[What to do] Given the listing below, output exactly the line containing "one point per" and every line after it through the end.
'''
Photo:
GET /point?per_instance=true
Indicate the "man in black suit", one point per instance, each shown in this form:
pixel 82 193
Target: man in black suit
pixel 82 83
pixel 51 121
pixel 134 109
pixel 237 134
'''
[Output of the task]
Indicate the "man in black suit", one point per instance, each shown in this form:
pixel 82 193
Target: man in black suit
pixel 82 83
pixel 51 121
pixel 134 109
pixel 237 134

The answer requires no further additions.